Location labeling records:
***

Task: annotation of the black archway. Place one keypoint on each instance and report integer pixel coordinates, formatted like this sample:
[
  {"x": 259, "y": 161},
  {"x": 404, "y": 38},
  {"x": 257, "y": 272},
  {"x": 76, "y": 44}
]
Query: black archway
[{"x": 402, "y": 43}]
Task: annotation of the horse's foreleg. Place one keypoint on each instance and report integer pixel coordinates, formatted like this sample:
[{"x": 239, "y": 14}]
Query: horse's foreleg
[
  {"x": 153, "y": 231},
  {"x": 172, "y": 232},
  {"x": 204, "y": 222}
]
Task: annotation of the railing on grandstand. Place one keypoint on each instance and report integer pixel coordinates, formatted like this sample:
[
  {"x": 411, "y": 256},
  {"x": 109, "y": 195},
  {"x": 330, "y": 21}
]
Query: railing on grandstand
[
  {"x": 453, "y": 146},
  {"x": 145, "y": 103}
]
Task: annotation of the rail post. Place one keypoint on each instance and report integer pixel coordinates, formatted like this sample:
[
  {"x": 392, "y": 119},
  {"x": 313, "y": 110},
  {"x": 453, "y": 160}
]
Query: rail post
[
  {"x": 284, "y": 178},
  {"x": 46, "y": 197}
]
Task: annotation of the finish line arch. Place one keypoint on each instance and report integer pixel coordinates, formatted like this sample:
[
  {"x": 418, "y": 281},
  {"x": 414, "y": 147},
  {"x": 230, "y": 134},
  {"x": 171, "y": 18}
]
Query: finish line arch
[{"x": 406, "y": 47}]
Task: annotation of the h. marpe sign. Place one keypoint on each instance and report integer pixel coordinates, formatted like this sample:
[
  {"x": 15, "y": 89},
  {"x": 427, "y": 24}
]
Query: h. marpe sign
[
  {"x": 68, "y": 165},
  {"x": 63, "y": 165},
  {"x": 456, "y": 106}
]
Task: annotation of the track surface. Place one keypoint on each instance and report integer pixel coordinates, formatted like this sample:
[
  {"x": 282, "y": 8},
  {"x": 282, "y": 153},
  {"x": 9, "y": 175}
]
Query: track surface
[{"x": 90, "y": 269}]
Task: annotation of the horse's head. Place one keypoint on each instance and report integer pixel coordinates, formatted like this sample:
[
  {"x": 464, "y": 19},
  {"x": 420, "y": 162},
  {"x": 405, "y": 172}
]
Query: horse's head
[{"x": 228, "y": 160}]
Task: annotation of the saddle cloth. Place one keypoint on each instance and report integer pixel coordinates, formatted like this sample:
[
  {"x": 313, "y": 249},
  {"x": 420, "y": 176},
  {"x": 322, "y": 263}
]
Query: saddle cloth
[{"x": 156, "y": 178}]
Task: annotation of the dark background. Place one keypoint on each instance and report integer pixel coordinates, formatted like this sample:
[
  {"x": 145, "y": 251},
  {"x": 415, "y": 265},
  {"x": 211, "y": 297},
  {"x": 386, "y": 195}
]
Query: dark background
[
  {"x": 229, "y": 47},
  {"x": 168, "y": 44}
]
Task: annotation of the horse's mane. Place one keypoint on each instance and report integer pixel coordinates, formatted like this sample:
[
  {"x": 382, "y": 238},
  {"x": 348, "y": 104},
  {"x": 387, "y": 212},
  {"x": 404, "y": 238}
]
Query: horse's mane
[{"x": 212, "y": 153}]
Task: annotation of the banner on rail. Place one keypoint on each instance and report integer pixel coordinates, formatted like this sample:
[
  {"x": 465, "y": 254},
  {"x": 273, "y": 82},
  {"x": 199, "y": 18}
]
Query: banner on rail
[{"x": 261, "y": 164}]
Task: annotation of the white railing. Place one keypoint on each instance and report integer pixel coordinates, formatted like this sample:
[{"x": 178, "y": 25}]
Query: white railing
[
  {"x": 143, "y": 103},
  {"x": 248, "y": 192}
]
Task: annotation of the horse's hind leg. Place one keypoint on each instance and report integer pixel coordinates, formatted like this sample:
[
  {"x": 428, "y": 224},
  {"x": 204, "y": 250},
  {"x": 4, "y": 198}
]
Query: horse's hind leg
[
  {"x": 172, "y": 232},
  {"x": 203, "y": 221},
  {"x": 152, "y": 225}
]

***

**WHAT TO DO:** Provide an exact reproduction of all the entries shown above.

**WRITTEN ANSWER:**
Task: annotation of the black archway. Place one keypoint on each instance and report integer pixel coordinates, formatted like this sample:
[
  {"x": 259, "y": 161},
  {"x": 404, "y": 38},
  {"x": 257, "y": 272},
  {"x": 76, "y": 44}
]
Query: black archway
[{"x": 402, "y": 43}]
Task: annotation of the horse's foreleg. Place one keypoint on each instance and report integer pixel coordinates, formatted like this sample:
[{"x": 239, "y": 14}]
Query: horse's foreleg
[
  {"x": 153, "y": 231},
  {"x": 172, "y": 232},
  {"x": 204, "y": 222}
]
Task: annotation of the railing on grandstand. Place one keypoint on each instance and report integer pixel coordinates, formatted like this sample:
[
  {"x": 411, "y": 256},
  {"x": 109, "y": 195},
  {"x": 330, "y": 21}
]
Query: railing on grandstand
[
  {"x": 453, "y": 146},
  {"x": 145, "y": 103}
]
Task: annotation of the rail post. Place one keypoint on each instance and report integer pixel coordinates, formatted like this sample:
[
  {"x": 392, "y": 119},
  {"x": 313, "y": 110},
  {"x": 453, "y": 160}
]
Query: rail post
[
  {"x": 284, "y": 178},
  {"x": 46, "y": 197}
]
Task: annotation of the finish line arch. Place one keypoint on each instance and report integer pixel coordinates, formatted like this sample:
[
  {"x": 418, "y": 281},
  {"x": 414, "y": 147},
  {"x": 230, "y": 134},
  {"x": 171, "y": 18}
]
Query: finish line arch
[{"x": 406, "y": 47}]
Task: annotation of the h. marpe sign. Place one keypoint on each instance and report integer pixel coordinates, formatted like this sample:
[
  {"x": 15, "y": 89},
  {"x": 427, "y": 24}
]
Query: h. marpe sign
[
  {"x": 68, "y": 165},
  {"x": 63, "y": 165},
  {"x": 456, "y": 106}
]
Task: annotation of the track surface. Place one keypoint on each instance and report integer pixel coordinates, formatted like this sample:
[
  {"x": 282, "y": 8},
  {"x": 282, "y": 153},
  {"x": 9, "y": 175}
]
Query: track surface
[{"x": 90, "y": 269}]
Task: annotation of the horse's head. Place one keypoint on each instance and report integer pixel coordinates, formatted like this sample:
[
  {"x": 464, "y": 19},
  {"x": 420, "y": 162},
  {"x": 405, "y": 172}
]
Query: horse's head
[{"x": 228, "y": 160}]
Task: annotation of the saddle cloth. Place one keypoint on each instance and report integer pixel coordinates, formatted like this sample:
[
  {"x": 313, "y": 249},
  {"x": 420, "y": 176},
  {"x": 322, "y": 263}
]
Query: saddle cloth
[{"x": 156, "y": 178}]
Task: annotation of the dark background. Place one keypoint on each instance and report integer pixel coordinates, formatted like this sample:
[
  {"x": 145, "y": 251},
  {"x": 415, "y": 265},
  {"x": 211, "y": 297},
  {"x": 386, "y": 195}
]
Query: dark background
[
  {"x": 229, "y": 47},
  {"x": 168, "y": 44}
]
Task: annotation of the horse's mane. Place one keypoint on each instance and report integer pixel coordinates, formatted like this sample:
[
  {"x": 382, "y": 238},
  {"x": 348, "y": 104},
  {"x": 387, "y": 212},
  {"x": 404, "y": 238}
]
Query: horse's mane
[{"x": 212, "y": 153}]
Task: annotation of the banner on rail. Place one keypoint on each instance and report integer pixel coordinates, formatted like this sample:
[
  {"x": 465, "y": 254},
  {"x": 273, "y": 82},
  {"x": 199, "y": 18}
]
Query: banner on rail
[{"x": 261, "y": 164}]
Task: annotation of the white railing. Place one keypoint on each instance and report integer pixel coordinates, formatted like this sample:
[{"x": 178, "y": 25}]
Query: white railing
[
  {"x": 143, "y": 103},
  {"x": 248, "y": 192}
]
Task: annotation of the horse's hind leg. Place one keypoint on each instance and report integer pixel coordinates, formatted like this sample:
[
  {"x": 428, "y": 224},
  {"x": 204, "y": 250},
  {"x": 4, "y": 198}
]
Query: horse's hind leg
[
  {"x": 172, "y": 232},
  {"x": 203, "y": 221},
  {"x": 152, "y": 225}
]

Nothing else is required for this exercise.